● **Page excerpt**:
Ever wonder about your purpose in life? The impact you make? Do you ever feel like you could do more with your life or more for God if you could change some of your life’s circumstances. Honest moment: I’ve actually had this conversation with Him during prayer: “You know, I could bless the church and a lot of missionaries if the Publisher’s Clearing House Sweepstake van pulled into my driveway.” That’s often our complaint, isn’t it? I could make a bigger and better impact on others if only I had more. More money, more talent, more friends, more opportunities, more exposure for my blog…

I’m reminded of lesson I learned long ago while listening to one of the big impacts on my life, Adventures in Odyssey. I heard the story of the stone cutter.

He was a simple man, who lived his life on the mountainside, chiseling away at stone after stone, taking what he quarried into the village below. One day, on the way to the market he passed a wealthy merchants house. He marveled at the luxury of the house, the important visitors coming and going. He became envious and wished he could be like that merchant.

● **Your objective**:
Extend the passage about purpose and the stone cutter, starting right after its final sentence.

● **Data from a point labeling set**:
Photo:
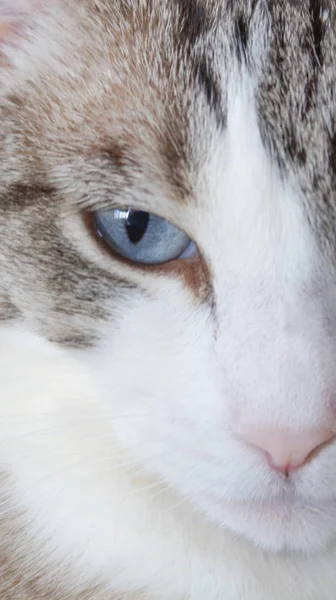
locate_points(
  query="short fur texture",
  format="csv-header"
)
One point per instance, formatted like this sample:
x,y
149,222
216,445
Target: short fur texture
x,y
124,390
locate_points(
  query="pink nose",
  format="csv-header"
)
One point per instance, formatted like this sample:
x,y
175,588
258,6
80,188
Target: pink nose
x,y
289,450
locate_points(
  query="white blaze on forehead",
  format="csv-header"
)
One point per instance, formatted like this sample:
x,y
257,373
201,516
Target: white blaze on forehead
x,y
271,297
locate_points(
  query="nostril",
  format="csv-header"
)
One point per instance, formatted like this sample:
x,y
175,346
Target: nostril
x,y
286,450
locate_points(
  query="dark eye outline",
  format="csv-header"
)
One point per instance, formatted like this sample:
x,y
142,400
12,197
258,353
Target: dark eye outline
x,y
91,225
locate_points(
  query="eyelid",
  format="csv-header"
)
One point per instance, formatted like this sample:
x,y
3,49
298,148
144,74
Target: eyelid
x,y
190,253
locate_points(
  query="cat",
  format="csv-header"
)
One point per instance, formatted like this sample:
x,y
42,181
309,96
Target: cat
x,y
167,299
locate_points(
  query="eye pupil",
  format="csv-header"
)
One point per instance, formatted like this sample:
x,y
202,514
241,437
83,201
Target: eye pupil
x,y
136,225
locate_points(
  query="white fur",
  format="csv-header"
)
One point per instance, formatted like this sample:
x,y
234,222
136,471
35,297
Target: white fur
x,y
89,435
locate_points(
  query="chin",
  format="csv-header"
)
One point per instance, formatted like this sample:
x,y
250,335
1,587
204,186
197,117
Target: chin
x,y
291,527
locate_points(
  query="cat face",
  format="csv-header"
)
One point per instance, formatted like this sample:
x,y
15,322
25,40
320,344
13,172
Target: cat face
x,y
213,128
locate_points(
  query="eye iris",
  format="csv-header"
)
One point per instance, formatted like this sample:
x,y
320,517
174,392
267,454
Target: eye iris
x,y
136,225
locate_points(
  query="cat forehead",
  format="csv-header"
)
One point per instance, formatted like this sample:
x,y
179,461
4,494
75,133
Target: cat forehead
x,y
149,90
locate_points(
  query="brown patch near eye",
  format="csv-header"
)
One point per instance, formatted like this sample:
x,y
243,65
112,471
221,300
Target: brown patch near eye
x,y
195,275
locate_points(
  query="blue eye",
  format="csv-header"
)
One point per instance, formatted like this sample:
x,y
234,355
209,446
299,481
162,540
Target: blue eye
x,y
142,237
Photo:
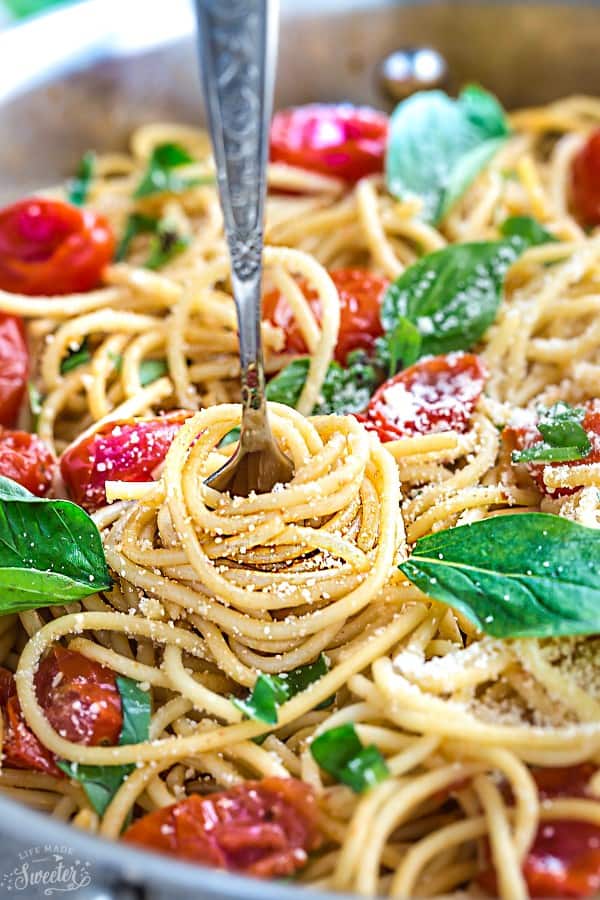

● **Response below**:
When he woke the next day, to his amazement, his wish had come true, he now lived in a luxurious house, he had wealth and power like he never dreamed. He was for once the one envied and even detested by those less wealthy than himself. Then one day a prince passed by, carried above the crowd in an ornate chair by his servants. Everyone, regardless of wealth had to bow as the prince passed by. Recognizing the prince had more power than him, he wished he could be as powerful as the prince.

And again, the next morning when he awoke, he found himself in a palace, and now he was the one carried about by servants. The envy was clear in the eyes of the people he passed by. He was feared and hated by all those who were forced to bow as he was carried by them. As the day wore on, the hot sun began to drain all his enjoyment out of the spectacle of the bowing masses. He became hot and uncomfortable, and was forced to admit that with all his power he was less than the sun. He made another wish.

The next morning, he rose across the eastern sky, shining brightly down across the land. His rays fell across rich and poor alike, all cursed his heat as their crops withered and died, made labor and travel unbearable, and burnt the skin of those who could not avoid his gaze. Suddenly, a black cloud moved in front of him, blocking the powerful heat from the scorched ground and those moving about. Confronted with yet another whose power overtook his own, he wished to become the cloud.

Heavy rains fell, washing away the burnt crops destroyed the day before. The road the princes travelled washed out. The market was flooded. Those below sought refuge from the deluge, with clinched fists they voiced their anger into the stormy sky. Then, a large gust blew him away from his drenched victims. He was at the mercy of the wind, buffeted to and fro by it’s billows. He made his wish.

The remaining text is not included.